### Brief
Arrange every line of the listing below as a numbered list, skipping the blank lines.

* * *

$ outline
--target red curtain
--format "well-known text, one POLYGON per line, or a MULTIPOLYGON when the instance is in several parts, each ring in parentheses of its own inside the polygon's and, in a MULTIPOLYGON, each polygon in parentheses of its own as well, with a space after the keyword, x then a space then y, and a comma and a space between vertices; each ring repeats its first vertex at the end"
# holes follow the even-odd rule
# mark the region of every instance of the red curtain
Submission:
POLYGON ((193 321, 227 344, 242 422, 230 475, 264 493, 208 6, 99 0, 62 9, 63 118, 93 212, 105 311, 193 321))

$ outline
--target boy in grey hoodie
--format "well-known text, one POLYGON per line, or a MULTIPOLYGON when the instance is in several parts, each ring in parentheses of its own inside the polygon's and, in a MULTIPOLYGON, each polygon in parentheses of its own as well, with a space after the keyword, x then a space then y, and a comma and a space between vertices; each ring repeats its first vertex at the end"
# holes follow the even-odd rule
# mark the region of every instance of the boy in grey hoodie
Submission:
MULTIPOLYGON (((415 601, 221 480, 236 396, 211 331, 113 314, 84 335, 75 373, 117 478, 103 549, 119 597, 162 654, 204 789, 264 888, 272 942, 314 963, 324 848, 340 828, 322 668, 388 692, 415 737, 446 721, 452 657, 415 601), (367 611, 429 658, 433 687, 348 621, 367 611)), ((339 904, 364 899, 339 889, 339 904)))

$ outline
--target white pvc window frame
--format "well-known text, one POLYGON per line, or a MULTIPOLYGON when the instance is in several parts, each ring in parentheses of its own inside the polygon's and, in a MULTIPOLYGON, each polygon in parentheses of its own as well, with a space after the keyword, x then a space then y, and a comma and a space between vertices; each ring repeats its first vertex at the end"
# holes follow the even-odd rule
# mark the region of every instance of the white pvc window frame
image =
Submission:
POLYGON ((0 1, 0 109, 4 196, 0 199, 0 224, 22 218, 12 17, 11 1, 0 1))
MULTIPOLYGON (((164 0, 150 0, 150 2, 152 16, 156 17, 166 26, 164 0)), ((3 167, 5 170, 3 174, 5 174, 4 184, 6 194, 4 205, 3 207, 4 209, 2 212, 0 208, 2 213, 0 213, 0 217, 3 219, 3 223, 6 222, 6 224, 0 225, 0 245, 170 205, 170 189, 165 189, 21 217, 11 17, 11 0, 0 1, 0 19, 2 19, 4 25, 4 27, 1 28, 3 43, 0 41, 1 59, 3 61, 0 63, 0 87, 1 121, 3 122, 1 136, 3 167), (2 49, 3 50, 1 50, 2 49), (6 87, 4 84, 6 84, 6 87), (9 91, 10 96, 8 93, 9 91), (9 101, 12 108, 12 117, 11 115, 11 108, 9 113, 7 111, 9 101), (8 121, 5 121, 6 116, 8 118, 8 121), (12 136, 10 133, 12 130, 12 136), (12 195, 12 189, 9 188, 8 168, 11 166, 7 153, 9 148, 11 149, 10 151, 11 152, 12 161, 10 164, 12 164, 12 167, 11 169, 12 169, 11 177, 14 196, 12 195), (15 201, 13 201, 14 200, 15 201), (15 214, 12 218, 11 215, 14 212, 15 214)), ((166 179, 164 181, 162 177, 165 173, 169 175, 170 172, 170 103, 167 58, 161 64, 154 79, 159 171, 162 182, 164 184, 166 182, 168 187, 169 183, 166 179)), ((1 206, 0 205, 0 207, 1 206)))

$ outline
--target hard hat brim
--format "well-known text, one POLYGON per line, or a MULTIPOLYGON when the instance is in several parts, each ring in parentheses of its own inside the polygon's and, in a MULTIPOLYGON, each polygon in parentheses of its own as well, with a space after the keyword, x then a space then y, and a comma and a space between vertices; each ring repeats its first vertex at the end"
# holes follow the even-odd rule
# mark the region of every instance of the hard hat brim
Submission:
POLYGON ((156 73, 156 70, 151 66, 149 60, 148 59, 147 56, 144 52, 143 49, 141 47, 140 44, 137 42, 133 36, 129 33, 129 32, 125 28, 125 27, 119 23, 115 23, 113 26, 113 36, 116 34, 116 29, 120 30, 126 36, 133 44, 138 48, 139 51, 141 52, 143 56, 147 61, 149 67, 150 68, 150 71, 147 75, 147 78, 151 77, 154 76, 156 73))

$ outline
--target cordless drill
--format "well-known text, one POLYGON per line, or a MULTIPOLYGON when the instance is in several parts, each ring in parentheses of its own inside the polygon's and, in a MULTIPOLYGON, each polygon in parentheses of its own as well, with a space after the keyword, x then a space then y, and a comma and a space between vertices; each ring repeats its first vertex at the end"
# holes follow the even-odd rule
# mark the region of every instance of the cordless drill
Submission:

* * *

### Written solution
1. $ outline
2. --target red curtain
3. --format "well-known text, one POLYGON per line, or a MULTIPOLYGON when the instance is in several parts, each ring in parentheses of its own inside the polygon's and, in a MULTIPOLYGON, each polygon in parentheses of its own as well, with a space after the keyword, x then a space then y, and a comma and a space between vertices; each ring repeats its first vertex at the end"
4. # holes follow the even-odd rule
5. # mark the region of every instance of the red curtain
6. Submission:
7. POLYGON ((193 321, 227 344, 242 422, 230 475, 264 493, 208 6, 99 0, 62 9, 63 118, 93 212, 105 311, 193 321))
8. $ outline
9. --target boy in grey hoodie
10. --format "well-known text, one POLYGON per line, or a MULTIPOLYGON when the instance is in several parts, each ring in parentheses of its own inside the polygon's and, in a MULTIPOLYGON, each polygon in parentheses of its own as well, with a space after the keyword, x then a space then y, and a comma and a space between vertices; each ring repeats its first vertex at the end"
11. # holes follow the even-odd rule
12. # mark the region of every instance of the boy in grey hoodie
13. Submission:
14. MULTIPOLYGON (((415 601, 221 480, 236 396, 211 331, 113 314, 84 335, 75 373, 117 478, 103 549, 119 597, 162 654, 204 789, 264 888, 272 942, 314 963, 324 848, 340 828, 322 668, 388 692, 415 737, 446 721, 452 657, 415 601), (367 611, 429 658, 433 687, 348 621, 367 611)), ((339 904, 364 899, 339 889, 339 904)))
15. $ outline
16. --target white pvc window frame
17. --format "well-known text, one POLYGON per line, or a MULTIPOLYGON when the instance is in several parts, each ring in parentheses of its own inside the polygon's and, in a MULTIPOLYGON, each polygon in parentheses of its own as well, with a space after the keyword, x then a space then y, and a comma and a space between vertices; each ring repeats its first vertex at the end"
18. # holes follow the even-odd rule
19. # mark the region of every instance of the white pvc window frame
20. image =
21. Submission:
22. POLYGON ((0 1, 0 109, 4 196, 0 199, 0 224, 22 218, 12 17, 11 1, 0 1))
23. MULTIPOLYGON (((164 0, 150 0, 150 2, 152 16, 156 17, 166 26, 164 0)), ((3 167, 5 170, 3 174, 5 174, 4 184, 6 194, 4 205, 3 207, 4 209, 2 212, 0 208, 2 213, 0 213, 0 217, 3 219, 3 223, 6 222, 6 224, 0 225, 0 245, 170 205, 170 189, 165 189, 21 217, 11 17, 11 0, 0 1, 0 19, 2 19, 4 25, 4 27, 1 28, 3 43, 0 41, 1 59, 3 61, 0 63, 0 87, 1 121, 3 122, 1 136, 3 167), (2 49, 3 50, 1 50, 2 49), (6 87, 4 84, 6 84, 6 87), (9 91, 10 96, 8 93, 9 91), (9 101, 12 108, 12 117, 11 115, 11 108, 9 113, 7 111, 9 101), (8 121, 5 121, 6 116, 8 118, 8 121), (12 136, 10 133, 12 130, 12 136), (12 195, 12 189, 9 188, 8 168, 11 166, 7 153, 9 148, 11 149, 10 151, 11 152, 12 161, 10 164, 12 164, 12 167, 11 169, 12 169, 11 177, 14 196, 12 195), (15 201, 13 201, 14 200, 15 201), (15 214, 12 218, 11 215, 14 212, 15 214)), ((166 179, 164 181, 162 177, 165 173, 169 175, 170 172, 170 103, 167 58, 161 64, 154 79, 159 171, 162 182, 164 184, 166 182, 168 187, 169 183, 166 179)), ((1 206, 0 205, 0 207, 1 206)))
24. $ outline
25. --target hard hat brim
26. --format "well-known text, one POLYGON per line, or a MULTIPOLYGON when the instance is in several parts, each ring in parentheses of its own inside the polygon's and, in a MULTIPOLYGON, each polygon in parentheses of its own as well, with a space after the keyword, x then a space then y, and a comma and a space between vertices; each ring repeats its first vertex at the end"
27. # holes follow the even-odd rule
28. # mark the region of every instance of the hard hat brim
29. Submission:
30. POLYGON ((156 73, 156 70, 151 66, 149 60, 148 59, 147 56, 144 52, 143 49, 141 47, 140 44, 137 42, 133 36, 129 33, 129 32, 125 28, 125 27, 119 23, 115 23, 113 26, 113 36, 116 34, 116 29, 120 30, 126 36, 133 44, 138 48, 139 51, 141 52, 143 56, 147 61, 149 67, 150 68, 150 71, 147 75, 147 78, 151 77, 154 76, 156 73))
31. $ outline
32. --target cordless drill
33. --format "well-known text, one POLYGON per line, or a MULTIPOLYGON when the instance is in several parts, each ring in parentheses of its own inside the polygon's and, in a MULTIPOLYGON, each polygon in parentheses of its own as well, with a space after the keyword, x then a space then y, and a comma and a space between vertices; each ring repeats its first vertex at the end"
34. # holes follow the even-odd rule
35. # mark the region of every instance of the cordless drill
36. Submission:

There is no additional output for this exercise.